## What needs to be done
Recast every line of the records below as a JSON list of strings, one string per line, with blank lines omitted.

## A run of records
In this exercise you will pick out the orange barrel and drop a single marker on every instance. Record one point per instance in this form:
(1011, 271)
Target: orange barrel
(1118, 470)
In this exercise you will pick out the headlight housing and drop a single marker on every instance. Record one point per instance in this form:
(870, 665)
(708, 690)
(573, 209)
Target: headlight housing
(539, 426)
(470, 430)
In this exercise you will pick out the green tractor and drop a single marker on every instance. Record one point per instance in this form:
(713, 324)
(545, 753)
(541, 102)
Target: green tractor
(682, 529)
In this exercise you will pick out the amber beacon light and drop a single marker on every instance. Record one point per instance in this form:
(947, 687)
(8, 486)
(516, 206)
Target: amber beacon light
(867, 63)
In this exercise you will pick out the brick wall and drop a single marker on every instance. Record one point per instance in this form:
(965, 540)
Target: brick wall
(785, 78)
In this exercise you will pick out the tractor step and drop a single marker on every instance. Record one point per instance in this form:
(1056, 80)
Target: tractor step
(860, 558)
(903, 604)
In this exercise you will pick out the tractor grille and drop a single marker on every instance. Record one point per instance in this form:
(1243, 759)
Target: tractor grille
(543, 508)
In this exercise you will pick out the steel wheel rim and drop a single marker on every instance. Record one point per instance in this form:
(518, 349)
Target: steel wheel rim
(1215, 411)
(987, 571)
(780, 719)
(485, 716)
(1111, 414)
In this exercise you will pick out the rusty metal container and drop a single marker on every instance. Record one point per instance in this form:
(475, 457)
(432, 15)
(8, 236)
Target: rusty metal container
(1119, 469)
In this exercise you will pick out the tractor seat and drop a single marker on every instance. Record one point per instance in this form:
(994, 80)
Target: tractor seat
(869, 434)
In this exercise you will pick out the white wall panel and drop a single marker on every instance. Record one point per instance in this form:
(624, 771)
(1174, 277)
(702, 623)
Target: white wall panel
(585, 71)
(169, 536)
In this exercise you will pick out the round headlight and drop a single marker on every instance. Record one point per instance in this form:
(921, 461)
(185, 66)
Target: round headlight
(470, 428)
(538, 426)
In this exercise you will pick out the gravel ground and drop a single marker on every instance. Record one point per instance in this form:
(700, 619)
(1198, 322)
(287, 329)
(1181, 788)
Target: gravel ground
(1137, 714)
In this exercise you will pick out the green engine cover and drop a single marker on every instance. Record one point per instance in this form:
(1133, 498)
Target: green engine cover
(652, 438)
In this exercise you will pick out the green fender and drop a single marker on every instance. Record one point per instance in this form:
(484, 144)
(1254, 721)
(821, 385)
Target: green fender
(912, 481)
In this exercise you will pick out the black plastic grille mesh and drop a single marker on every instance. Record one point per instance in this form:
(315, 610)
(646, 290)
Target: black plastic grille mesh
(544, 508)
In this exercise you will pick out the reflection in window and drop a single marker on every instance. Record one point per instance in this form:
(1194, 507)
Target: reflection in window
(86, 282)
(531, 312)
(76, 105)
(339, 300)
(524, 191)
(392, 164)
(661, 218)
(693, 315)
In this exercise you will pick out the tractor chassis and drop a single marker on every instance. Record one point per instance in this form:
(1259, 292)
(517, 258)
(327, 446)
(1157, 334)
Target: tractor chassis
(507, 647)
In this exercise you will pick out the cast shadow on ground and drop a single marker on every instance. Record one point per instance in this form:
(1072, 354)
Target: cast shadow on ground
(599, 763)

## Task solution
[
  "In this exercise you will pick out the orange barrel and drop a single marker on every instance. Record one point per instance in this form:",
  "(1011, 271)",
  "Target: orange barrel",
  "(1118, 470)",
  "In this exercise you will pick out the headlight housing and drop a single marker on every instance. Record one point per instance in this form:",
  "(870, 665)",
  "(708, 690)",
  "(573, 209)",
  "Target: headlight housing",
  "(539, 426)",
  "(470, 430)",
  "In this exercise you will pick out the green tractor and drop a single marker on every instance. Record one point per instance in this form:",
  "(713, 324)",
  "(545, 753)",
  "(541, 102)",
  "Target: green tractor",
  "(682, 529)",
  "In this exercise you will pick out the amber beacon light and drop a single marker on every instance. Record one point per instance in this form:",
  "(947, 687)",
  "(8, 486)",
  "(516, 206)",
  "Target: amber beacon light",
  "(867, 63)",
  "In this exercise you will pick out the brick wall and drop a single marker on every instance. Record one point per instance in this form:",
  "(965, 540)",
  "Target: brick wall",
  "(785, 78)",
  "In this exercise you will pick out the tractor step and drop a single marker on every instance. Record one point per instance in this form:",
  "(1056, 80)",
  "Target: tractor step",
  "(860, 558)",
  "(903, 604)",
  "In this exercise you will pick out the tractor grille and drop a single marker on every instance. Record one point per instance in this form:",
  "(1243, 759)",
  "Target: tractor grille",
  "(543, 508)",
  "In this exercise you will pick out the steel wheel rim and drop a single marker on every instance. Record one point per instance in this form:",
  "(518, 349)",
  "Target: steel wheel rim",
  "(1215, 411)",
  "(987, 571)",
  "(780, 719)",
  "(485, 716)",
  "(1111, 414)",
  "In this exercise you will pick out the rusty metal container and drop a single marker on every instance. Record one point per instance in this form:",
  "(475, 457)",
  "(432, 15)",
  "(8, 236)",
  "Target: rusty metal container",
  "(1119, 469)",
  "In this exercise you will pick out the tractor seat and drop a single marker on every instance. Record one point per instance in this form:",
  "(994, 80)",
  "Target: tractor seat",
  "(869, 434)",
  "In this exercise you will pick out the white wall panel and drop a single marker on every instance. Record one point per instance in this form:",
  "(624, 771)",
  "(1174, 277)",
  "(702, 623)",
  "Target: white wall panel",
  "(585, 71)",
  "(169, 536)",
  "In this exercise you will pick out the round headlight and drop a single marker on every instance. Record one point per instance in this form:",
  "(921, 461)",
  "(185, 66)",
  "Target: round headlight",
  "(470, 428)",
  "(538, 426)",
  "In this exercise you will pick out the gravel ground and drop a single marker on every instance. Record one point per instance in this form:",
  "(700, 619)",
  "(1198, 322)",
  "(287, 329)",
  "(1181, 788)",
  "Target: gravel ground",
  "(1137, 714)",
  "In this exercise you will pick out the green engine cover and drop a single marker on every instance. Record one point per instance in this form:",
  "(1133, 498)",
  "Target: green engine cover",
  "(652, 438)",
  "In this exercise you will pick out the green fender and drop a single marker on every instance. Record one point per instance in this form:",
  "(484, 144)",
  "(1254, 721)",
  "(821, 385)",
  "Target: green fender",
  "(912, 481)",
  "In this exercise you will pick out the black plastic grille mesh and drop a single marker on every instance. Record one point per instance in this form:",
  "(315, 610)",
  "(646, 290)",
  "Target: black plastic grille mesh",
  "(544, 508)",
  "In this exercise you will pick out the reflection in window and drop a single marker on every instance. Record one point per instance in this form:",
  "(1194, 507)",
  "Target: reflection in window",
  "(86, 282)",
  "(531, 312)",
  "(76, 105)",
  "(339, 300)",
  "(524, 191)",
  "(392, 164)",
  "(661, 218)",
  "(693, 315)",
  "In this exercise you will pick out the tractor chassis and drop a single marker on every instance. Record one point per instance in this form:",
  "(1259, 292)",
  "(517, 258)",
  "(327, 446)",
  "(1157, 334)",
  "Target: tractor chassis",
  "(507, 647)",
  "In this exercise you will pick out the cast shadow on ground and drop a single marker on every instance. Record one point per instance in this form:",
  "(1072, 354)",
  "Target: cast shadow on ground",
  "(599, 763)"
]